### [Task brief]
Answer these questions from the Henry Mason profile, numbering each answer to match its question.
1. With which team did Mason begin his career?
2. What was the final score of the September 12, 1958 game in which he made his MLB debut?
3. In what city did Mason work as a clergyman after baseball?

### [Study text]
American baseball player (1931–2020)

Henry Mason (June 19, 1931 – May 29, 2020) was an American professional baseball player. Mason was a 6 ft, 185 lb right-handed pitcher whose eight-season (1955–62) minor league career included brief stints as a relief pitcher with the 1958 and 1960 Philadelphia Phillies of Major League Baseball. He began his career with the Kansas City Monarchs of the Negro American League, and was the starting pitcher in the 1954 East-West Game.

Mason was largely successful as a pitcher in the Phillies' farm system, posting 14- and 15-victory seasons in the Eastern League in 1955–56, and a 12–3 record in the International League in 1959. However, Mason's MLB debut was not auspicious. On September 12, 1958, he appeared in a one-sided Phillie loss, a 19–2 defeat at the hands of the San Francisco Giants at Connie Mack Stadium. Mason entered the game in the second inning as the Phils' third pitcher of the day — and with the Giants already ahead, 8–0. He went the next five frames and surrendered seven hits and six earned runs, although he only allowed two extra-base blows, both doubles. He made three more appearances at the start of the 1960 Phils' season.

All told, Mason allowed 12 earned runs in four games played and 102/3 Major League innings, yielding 16 hits and seven bases on balls. He struck out six. In the minors, he won 60 of 106 decisions for a .556 winning percentage.

Following his baseball career, Mason was a clergyman in Richmond, Virginia. He died on May 29, 2020.

### [Data supplied]
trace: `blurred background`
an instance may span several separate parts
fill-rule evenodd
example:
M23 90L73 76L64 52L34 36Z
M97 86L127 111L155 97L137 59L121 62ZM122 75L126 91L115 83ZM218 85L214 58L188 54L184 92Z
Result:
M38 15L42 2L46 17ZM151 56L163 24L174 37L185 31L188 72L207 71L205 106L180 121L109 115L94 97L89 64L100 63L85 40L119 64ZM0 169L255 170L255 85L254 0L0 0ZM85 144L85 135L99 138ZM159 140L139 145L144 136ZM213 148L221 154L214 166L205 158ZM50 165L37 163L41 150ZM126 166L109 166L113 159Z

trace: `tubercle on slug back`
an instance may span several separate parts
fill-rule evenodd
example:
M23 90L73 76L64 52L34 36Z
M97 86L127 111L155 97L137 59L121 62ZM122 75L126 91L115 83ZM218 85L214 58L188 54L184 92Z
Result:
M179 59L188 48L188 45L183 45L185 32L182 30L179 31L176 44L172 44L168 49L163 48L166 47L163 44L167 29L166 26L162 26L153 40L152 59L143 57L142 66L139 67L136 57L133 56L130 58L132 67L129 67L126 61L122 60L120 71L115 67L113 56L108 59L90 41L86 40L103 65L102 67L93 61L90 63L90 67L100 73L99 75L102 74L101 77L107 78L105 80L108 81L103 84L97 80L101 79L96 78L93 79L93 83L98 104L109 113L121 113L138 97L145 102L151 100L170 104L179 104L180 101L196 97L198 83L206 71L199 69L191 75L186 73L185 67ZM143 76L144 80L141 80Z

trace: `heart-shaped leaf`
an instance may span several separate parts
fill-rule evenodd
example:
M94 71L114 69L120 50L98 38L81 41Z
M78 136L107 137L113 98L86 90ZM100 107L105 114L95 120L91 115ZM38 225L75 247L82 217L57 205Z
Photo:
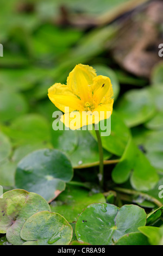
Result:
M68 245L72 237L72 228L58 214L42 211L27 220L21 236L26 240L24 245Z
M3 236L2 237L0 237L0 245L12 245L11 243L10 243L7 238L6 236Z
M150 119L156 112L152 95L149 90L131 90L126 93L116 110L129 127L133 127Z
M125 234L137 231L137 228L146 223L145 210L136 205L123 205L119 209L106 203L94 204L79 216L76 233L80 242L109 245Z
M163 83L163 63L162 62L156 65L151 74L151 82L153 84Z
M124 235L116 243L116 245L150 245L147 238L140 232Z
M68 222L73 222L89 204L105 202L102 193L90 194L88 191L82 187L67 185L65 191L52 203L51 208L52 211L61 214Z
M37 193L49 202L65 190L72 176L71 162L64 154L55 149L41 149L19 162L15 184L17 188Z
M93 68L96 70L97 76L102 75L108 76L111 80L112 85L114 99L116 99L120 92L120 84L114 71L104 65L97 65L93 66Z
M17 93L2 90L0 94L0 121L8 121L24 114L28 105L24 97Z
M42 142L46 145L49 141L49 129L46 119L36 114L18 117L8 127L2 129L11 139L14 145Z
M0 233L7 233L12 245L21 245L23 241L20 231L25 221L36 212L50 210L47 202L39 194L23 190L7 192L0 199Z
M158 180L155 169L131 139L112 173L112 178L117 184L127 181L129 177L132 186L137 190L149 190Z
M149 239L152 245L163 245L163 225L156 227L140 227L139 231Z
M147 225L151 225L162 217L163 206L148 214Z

### [Result of the task]
1. The Kansas City Monarchs of the Negro American League.
2. The San Francisco Giants beat the Phillies 19–2.
3. Richmond, Virginia.